-- Your task --
Repeat the full listing, word for word.

-- Supplied entries --
══════
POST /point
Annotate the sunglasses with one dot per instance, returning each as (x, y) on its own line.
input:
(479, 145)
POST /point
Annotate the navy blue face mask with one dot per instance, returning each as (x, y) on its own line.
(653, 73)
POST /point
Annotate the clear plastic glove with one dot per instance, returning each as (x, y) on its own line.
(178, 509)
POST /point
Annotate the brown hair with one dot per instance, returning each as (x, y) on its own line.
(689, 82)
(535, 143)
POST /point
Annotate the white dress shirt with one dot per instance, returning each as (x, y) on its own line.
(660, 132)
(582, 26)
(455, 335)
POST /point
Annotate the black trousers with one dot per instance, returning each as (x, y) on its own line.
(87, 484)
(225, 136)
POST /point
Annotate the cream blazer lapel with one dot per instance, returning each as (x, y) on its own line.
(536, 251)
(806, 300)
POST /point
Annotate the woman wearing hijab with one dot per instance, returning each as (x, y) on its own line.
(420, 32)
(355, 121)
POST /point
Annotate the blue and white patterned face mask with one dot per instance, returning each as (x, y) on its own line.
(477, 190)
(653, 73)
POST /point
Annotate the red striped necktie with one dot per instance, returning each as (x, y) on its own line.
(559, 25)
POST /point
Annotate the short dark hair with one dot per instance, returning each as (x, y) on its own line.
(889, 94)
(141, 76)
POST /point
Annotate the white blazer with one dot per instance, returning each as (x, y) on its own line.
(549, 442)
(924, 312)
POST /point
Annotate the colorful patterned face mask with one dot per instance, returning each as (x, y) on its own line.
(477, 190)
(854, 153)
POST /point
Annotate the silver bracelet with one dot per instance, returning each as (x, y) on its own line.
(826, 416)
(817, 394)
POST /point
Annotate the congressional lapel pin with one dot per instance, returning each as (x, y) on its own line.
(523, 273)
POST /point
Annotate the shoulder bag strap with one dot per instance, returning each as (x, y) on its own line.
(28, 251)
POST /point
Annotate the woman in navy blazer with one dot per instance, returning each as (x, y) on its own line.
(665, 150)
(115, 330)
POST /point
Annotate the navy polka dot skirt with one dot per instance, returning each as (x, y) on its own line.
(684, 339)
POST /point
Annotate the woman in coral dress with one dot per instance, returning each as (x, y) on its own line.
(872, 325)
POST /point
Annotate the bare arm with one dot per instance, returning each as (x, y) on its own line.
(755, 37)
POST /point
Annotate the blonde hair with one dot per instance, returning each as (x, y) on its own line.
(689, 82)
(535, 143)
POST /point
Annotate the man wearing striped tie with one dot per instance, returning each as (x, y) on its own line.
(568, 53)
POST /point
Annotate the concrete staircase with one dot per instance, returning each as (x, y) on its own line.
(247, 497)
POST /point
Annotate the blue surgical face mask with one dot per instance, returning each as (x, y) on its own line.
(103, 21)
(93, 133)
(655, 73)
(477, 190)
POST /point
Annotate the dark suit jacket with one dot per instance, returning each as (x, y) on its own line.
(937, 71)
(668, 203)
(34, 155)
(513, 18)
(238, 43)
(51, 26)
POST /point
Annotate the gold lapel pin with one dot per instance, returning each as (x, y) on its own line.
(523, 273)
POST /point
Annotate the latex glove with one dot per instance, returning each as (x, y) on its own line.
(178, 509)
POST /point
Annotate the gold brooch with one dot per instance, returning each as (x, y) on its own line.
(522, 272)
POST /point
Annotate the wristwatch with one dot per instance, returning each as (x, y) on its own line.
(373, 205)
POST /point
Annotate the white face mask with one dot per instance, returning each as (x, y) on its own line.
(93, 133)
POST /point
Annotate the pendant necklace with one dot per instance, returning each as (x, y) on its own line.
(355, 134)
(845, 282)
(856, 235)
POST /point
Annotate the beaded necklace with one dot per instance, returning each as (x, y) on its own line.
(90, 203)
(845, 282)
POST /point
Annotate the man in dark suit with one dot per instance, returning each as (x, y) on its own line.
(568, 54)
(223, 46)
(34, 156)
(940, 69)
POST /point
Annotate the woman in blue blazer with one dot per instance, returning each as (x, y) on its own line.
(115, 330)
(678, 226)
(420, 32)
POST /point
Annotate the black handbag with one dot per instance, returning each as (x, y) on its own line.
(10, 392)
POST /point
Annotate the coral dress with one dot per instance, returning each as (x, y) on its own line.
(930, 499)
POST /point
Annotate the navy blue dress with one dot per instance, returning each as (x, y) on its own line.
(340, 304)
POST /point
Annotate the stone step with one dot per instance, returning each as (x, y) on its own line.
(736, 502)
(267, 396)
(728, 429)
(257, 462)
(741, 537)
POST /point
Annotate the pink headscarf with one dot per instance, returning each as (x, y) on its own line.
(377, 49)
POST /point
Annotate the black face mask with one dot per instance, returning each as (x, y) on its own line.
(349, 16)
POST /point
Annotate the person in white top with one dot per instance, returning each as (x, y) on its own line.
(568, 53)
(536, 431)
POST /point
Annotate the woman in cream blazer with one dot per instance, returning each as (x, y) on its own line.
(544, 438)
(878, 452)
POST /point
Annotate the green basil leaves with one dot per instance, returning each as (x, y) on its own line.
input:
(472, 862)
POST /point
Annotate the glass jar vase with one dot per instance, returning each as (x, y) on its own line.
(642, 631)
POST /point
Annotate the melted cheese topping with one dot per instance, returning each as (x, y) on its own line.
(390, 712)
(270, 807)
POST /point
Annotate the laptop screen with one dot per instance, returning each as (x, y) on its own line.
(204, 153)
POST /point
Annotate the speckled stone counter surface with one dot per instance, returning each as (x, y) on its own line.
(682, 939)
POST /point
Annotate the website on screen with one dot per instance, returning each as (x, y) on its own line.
══════
-- Output --
POST /point
Annotate the sunglasses with one dot per instance, returning each as (x, y) on its own line.
input:
(479, 145)
POST /point
Annotate the navy blue face mask with one dot per instance, returning each as (x, y) on its own line.
(653, 73)
POST /point
Annotate the clear plastic glove with one dot per instance, returning each as (x, y) on its own line.
(178, 509)
POST /point
Annotate the brown hair with one dot per instance, returning each as (x, y) on its own line.
(689, 82)
(535, 143)
POST /point
Annotate the white dress shirt with one dot per instance, returning each as (x, y) on its own line.
(660, 132)
(582, 26)
(455, 335)
POST /point
Annotate the black trousers with one dot per instance, returning each as (x, y) on its own line.
(87, 484)
(225, 136)
POST /point
Annotate the cream blazer lapel with one dot per instance, returning each as (x, y) on its own line.
(536, 251)
(806, 300)
POST /point
Annotate the woman wearing hijab with one dot per instance, returning each as (x, y) on its own line.
(420, 32)
(355, 121)
POST /point
Annotate the blue and white patterned face mask with one dot per instance, returning each as (x, y) on its own line.
(477, 190)
(653, 73)
POST /point
Annotate the red striped necktie with one dot per instance, returning each as (x, y) on its own line.
(559, 25)
POST /point
Annotate the short dark hair with one dot per instance, returning each as (x, y) on its own line.
(889, 94)
(141, 76)
POST /point
Annotate the white blazer with one dot per instance, returning each as (x, y) on its own line.
(549, 442)
(924, 312)
POST /point
Annotate the colorful patterned face mask with one dot per instance, returning each as (x, y) on its own line.
(477, 190)
(854, 153)
POST /point
Annotate the silver bracelet with one dot per instance, returning each as (x, y) on its own line.
(826, 416)
(817, 394)
POST /point
Annotate the congressional lapel pin with one dot per instance, returning each as (x, y) on its own line.
(523, 273)
POST /point
Annotate the shoulder bag strap with one dot per instance, returning each as (x, y) on its own line.
(28, 251)
POST /point
Annotate the woman in navy blazer with one dot per instance, returning each as (x, y) on its own line.
(665, 150)
(115, 330)
POST /point
Annotate the navy polka dot skirt with one dot per instance, returning each as (x, y) on its own line.
(684, 339)
POST /point
Annotate the woman in coral dress with one dot per instance, returning each as (x, y) on its own line.
(872, 325)
POST /point
Annotate the bare arm with one dot per instance, returning each as (x, y) on its own line.
(755, 37)
POST /point
Annotate the blonde hair with one dot per instance, returning each as (x, y) on its own line.
(689, 82)
(535, 143)
POST /point
Annotate the man wearing striped tie with one dot per instance, returning each as (x, y) on its own line.
(568, 53)
POST /point
Annotate the concrete staircase with one dot per instance, returning each as (x, y) on its own line.
(247, 497)
POST /point
Annotate the blue surgical face mask with one dot per instance, returning each as (x, y) on its own line.
(103, 21)
(93, 133)
(655, 73)
(477, 190)
POST /point
Annotate the dark suit jacket with one dot per instance, returning each as (x, y) on its own line.
(937, 71)
(668, 203)
(34, 155)
(513, 18)
(238, 43)
(51, 26)
POST /point
Annotate the gold lapel pin with one dot per instance, returning each as (x, y) on its own line.
(523, 273)
POST /point
Annotate the latex glove with one dot per instance, returning each as (x, y) on its own line.
(178, 509)
POST /point
Annotate the gold brooch with one dot per instance, returning each as (x, y) on its own line.
(522, 272)
POST /point
Annotate the wristwatch with one dot per instance, returning each as (x, y) on its own line.
(373, 205)
POST /point
Annotate the white face mask with one dot per instance, returning each as (x, y) on its own line.
(93, 133)
POST /point
Annotate the pendant necklace with one dot per instance, returning each as (x, y) on its own line.
(355, 134)
(845, 282)
(856, 235)
POST /point
Annotate the beaded necklace with one dot per instance, returning each as (x, y) on its own line.
(90, 203)
(845, 282)
POST /point
Annotate the man in dark suit with one dot per instance, returning each as (x, y) on its own line.
(568, 54)
(223, 46)
(34, 156)
(940, 69)
POST /point
Annotate the woman in blue blazer with one dot per instance, returning each as (x, y) on its own line.
(115, 330)
(678, 226)
(420, 32)
POST /point
Annotate the black handbag with one dot per instance, returning each as (x, y) on its own line.
(10, 392)
POST /point
Annotate the coral dress with one dot per instance, returning each as (x, y) on its own line.
(930, 499)
POST /point
Annotate the navy blue dress with one dot per instance, returning each as (x, y) on its own line.
(340, 304)
POST /point
Annotate the stone step with one dot per instance, returning each as (x, y) on its own line.
(736, 502)
(267, 396)
(728, 429)
(257, 462)
(741, 537)
POST /point
Annotate the pink headscarf with one dot per instance, returning each as (x, y) on its own line.
(377, 49)
POST /point
Annotate the black face mask with one dot per instance, returning each as (x, y) on its own line.
(349, 16)
POST /point
Annotate the person in white top with one dot per instance, returning each as (x, y) on its own line.
(568, 53)
(536, 431)
POST /point
Annotate the woman in cream blazer with one dot per instance, returning each as (x, y) on its own line.
(544, 438)
(878, 452)
POST /point
Annotate the green basil leaves with one dot per instance, returning each as (x, y) on its own line.
input:
(472, 862)
POST /point
Annotate the glass jar vase with one dot per instance, returning each as (x, y) on its own line.
(642, 631)
POST /point
Annotate the melted cheese topping with one dot per instance, returning each as (x, y) on its own line.
(390, 712)
(270, 807)
POST /point
Annotate the laptop screen with one dot per instance, returning each as (x, y) on its own line.
(204, 153)
POST /point
Annotate the speckled stone counter surface with one dot per instance, returning each as (x, y) on its own line.
(682, 939)
POST /point
Annotate the website on screen with one dot per instance, returning each as (x, y) on its own line.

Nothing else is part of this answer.